> **提示文**
羽田への着陸のため、大島へ向け降下を続けていました。
降下速度を270ノットに指定されていた何処かの飛行機が、東京コントロールへこんな要求をしていました。「軽い揺れが続いていますので、290ノットまで増速させて下さい」
もちろんすぐに許可されたのですが、何でこんな要求をするのだろう?と疑問に思いましたね。

恐らくタービュランス・ペネトレーション・スピードである290ノットを意識しての事なのでしょうが、この速度はモデレート・タービュランス以上の騒乱状態の時に奨励される速度であって、軽い揺れの時は270ノットで飛ぶ事に何の問題もないと思うのですが。
飛行機も自動車と同じ。ガタガタ道を走る時は速度を落とした方が衝撃、揺れは少ないんですよね。但し自動車と違って闇雲に速度を落とす事は失速速度との関係からも出来ませんが。

やっぱり、『何かしなければ症候群』 に毒されているのかな?
ちょっとの揺れでもコーパイが何もしないと「お前は何も考えてない」と言われてしまうのです。

ところで、管制方式基準が改定され、こんな降下指示が出されるようになりました。
“Maintain Mach Point 85,Transit Speed 310knots”

> **課題 A**
上の提示文について、次の問いにそれぞれ一文で答えよ。
(i) 東京コントロールに要求をした飛行機は、何ノットまでの増速を求めたか。
(ii) 290ノットという速度は、どのような状態の時に奨励される速度だと書かれているか。
(iii) 管制方式基準の改定後に出されるようになった降下指示では、トランジット速度は何ノットとされているか。
> **課題 B**
上の提示文のうち、「羽田への着陸のため、大島へ向け降下を続けていました。」から「との関係からも出来ませんが。」までを一字も変えずに書き写せ。

> **データ内容**
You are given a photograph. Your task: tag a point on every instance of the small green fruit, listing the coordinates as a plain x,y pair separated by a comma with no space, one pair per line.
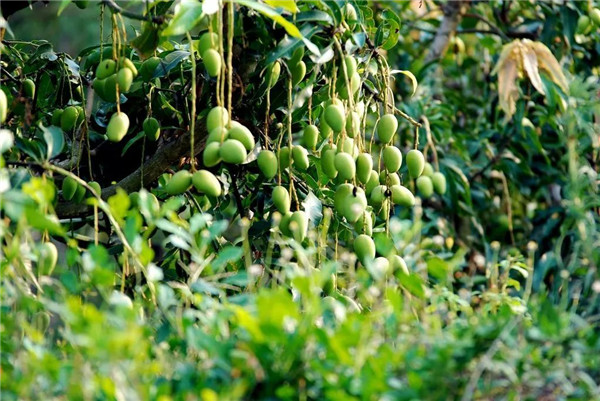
392,158
56,114
425,186
273,74
48,258
298,225
117,126
364,248
387,127
364,224
151,128
595,16
428,170
345,166
233,152
267,163
402,196
328,161
355,205
300,157
281,199
378,195
3,106
439,182
69,118
334,115
29,88
398,264
124,79
208,40
415,161
217,117
212,62
284,157
219,134
364,166
179,183
106,68
353,124
310,136
79,194
373,181
69,187
205,182
242,134
298,72
212,154
124,62
148,68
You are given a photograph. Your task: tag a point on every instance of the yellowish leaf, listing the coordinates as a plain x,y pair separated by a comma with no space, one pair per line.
508,90
548,63
288,5
530,64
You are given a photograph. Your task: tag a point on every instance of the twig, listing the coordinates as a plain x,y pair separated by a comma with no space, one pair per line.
157,19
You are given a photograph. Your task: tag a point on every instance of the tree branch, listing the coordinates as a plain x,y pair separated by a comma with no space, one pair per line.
158,19
149,172
453,12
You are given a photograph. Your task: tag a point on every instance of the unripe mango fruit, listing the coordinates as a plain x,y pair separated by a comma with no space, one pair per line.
241,133
392,158
310,136
29,88
425,186
335,118
439,182
415,161
3,106
106,68
281,199
124,79
117,126
69,118
148,68
387,127
364,166
151,128
233,152
364,248
212,62
48,256
267,163
208,40
217,117
298,225
179,182
298,71
300,157
212,154
205,182
328,161
402,196
69,187
345,166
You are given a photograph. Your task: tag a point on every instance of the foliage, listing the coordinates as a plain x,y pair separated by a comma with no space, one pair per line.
139,265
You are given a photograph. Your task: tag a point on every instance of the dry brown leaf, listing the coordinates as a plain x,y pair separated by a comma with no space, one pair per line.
508,90
548,62
530,64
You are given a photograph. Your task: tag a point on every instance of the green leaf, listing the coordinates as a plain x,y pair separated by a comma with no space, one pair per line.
55,140
187,15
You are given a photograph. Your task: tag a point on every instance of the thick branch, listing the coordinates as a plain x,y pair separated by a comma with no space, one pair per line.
163,158
453,11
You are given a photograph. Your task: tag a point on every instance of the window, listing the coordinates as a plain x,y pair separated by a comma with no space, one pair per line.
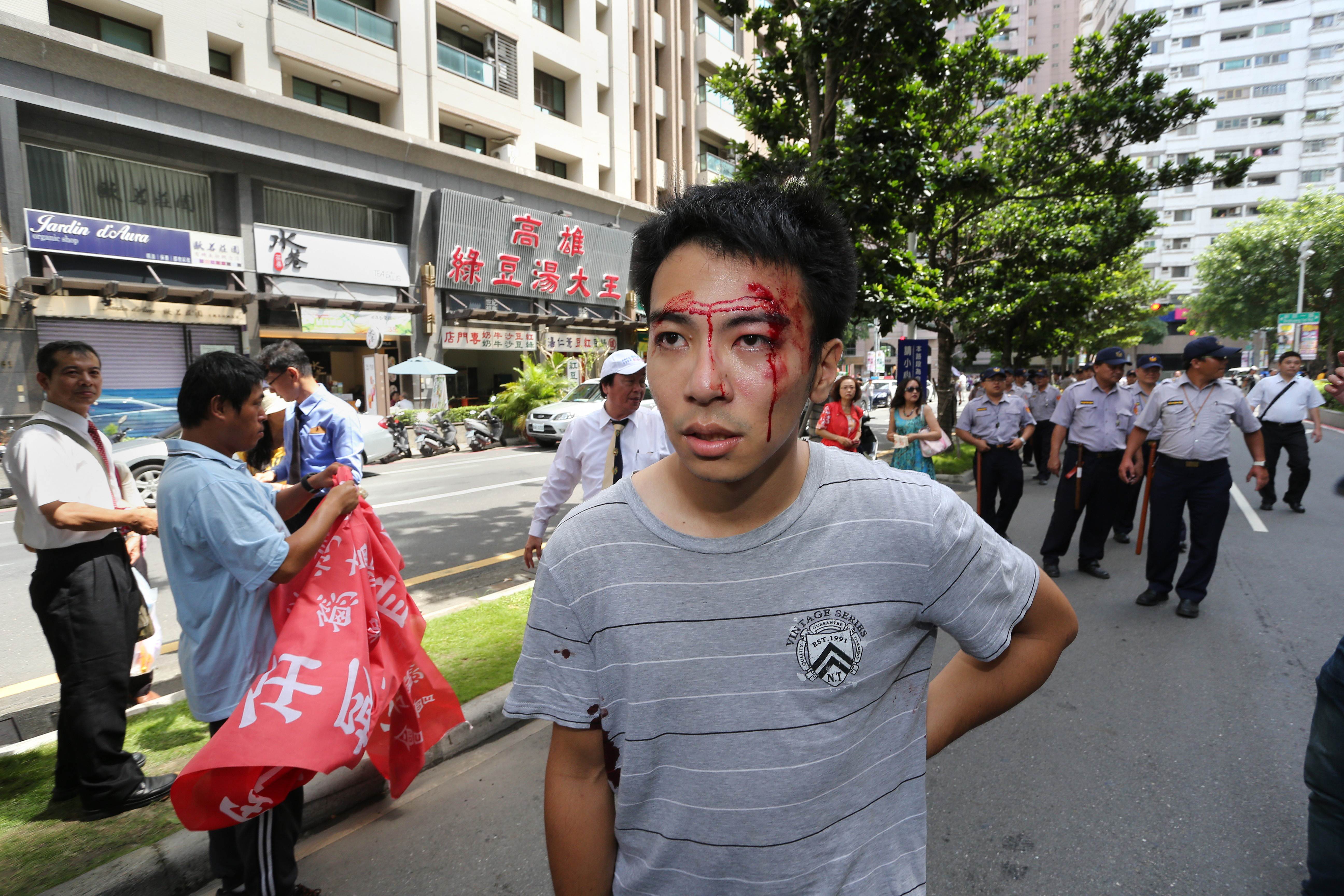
221,65
335,100
553,167
458,138
100,27
549,93
550,11
80,183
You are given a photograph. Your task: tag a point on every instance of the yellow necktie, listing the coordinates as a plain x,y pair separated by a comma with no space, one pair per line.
613,454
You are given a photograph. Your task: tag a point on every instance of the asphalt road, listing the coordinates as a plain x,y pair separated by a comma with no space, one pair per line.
1163,757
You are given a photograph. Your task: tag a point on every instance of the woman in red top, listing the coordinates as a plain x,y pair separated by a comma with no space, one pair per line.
842,417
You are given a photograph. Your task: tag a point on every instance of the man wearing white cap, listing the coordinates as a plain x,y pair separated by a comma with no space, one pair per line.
599,449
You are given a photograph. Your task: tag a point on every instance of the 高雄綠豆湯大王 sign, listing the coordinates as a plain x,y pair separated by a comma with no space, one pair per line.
81,236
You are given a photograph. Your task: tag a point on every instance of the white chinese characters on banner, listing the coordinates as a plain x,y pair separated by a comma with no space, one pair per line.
507,340
578,343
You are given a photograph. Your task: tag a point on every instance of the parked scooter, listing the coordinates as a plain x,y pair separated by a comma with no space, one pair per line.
484,430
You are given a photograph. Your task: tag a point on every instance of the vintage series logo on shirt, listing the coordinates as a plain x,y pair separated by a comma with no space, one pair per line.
828,644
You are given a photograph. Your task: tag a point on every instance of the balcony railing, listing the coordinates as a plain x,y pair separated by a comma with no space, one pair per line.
717,166
464,64
711,27
708,95
347,17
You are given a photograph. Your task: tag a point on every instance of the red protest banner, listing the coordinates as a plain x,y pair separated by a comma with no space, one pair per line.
347,676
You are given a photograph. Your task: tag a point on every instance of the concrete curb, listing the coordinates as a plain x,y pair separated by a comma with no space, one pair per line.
179,864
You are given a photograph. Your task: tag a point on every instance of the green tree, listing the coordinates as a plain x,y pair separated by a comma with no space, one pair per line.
1249,275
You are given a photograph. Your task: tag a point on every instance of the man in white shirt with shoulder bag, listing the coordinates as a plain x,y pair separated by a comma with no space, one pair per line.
603,448
1281,404
73,516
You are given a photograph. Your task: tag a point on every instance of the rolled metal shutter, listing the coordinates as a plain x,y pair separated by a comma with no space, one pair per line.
134,355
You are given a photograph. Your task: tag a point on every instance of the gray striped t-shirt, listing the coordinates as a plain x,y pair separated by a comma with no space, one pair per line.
764,695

> **出力 A**
(i) その飛行機は290ノットまでの増速を求めた。
(ii) モデレート・タービュランス以上の騒乱状態の時に奨励される速度だと書かれている。
(iii) トランジット速度は310ノットとされている。

> **出力 B**
羽田への着陸のため、大島へ向け降下を続けていました。
降下速度を270ノットに指定されていた何処かの飛行機が、東京コントロールへこんな要求をしていました。「軽い揺れが続いていますので、290ノットまで増速させて下さい」
もちろんすぐに許可されたのですが、何でこんな要求をするのだろう?と疑問に思いましたね。

恐らくタービュランス・ペネトレーション・スピードである290ノットを意識しての事なのでしょうが、この速度はモデレート・タービュランス以上の騒乱状態の時に奨励される速度であって、軽い揺れの時は270ノットで飛ぶ事に何の問題もないと思うのですが。
飛行機も自動車と同じ。ガタガタ道を走る時は速度を落とした方が衝撃、揺れは少ないんですよね。但し自動車と違って闇雲に速度を落とす事は失速速度との関係からも出来ませんが。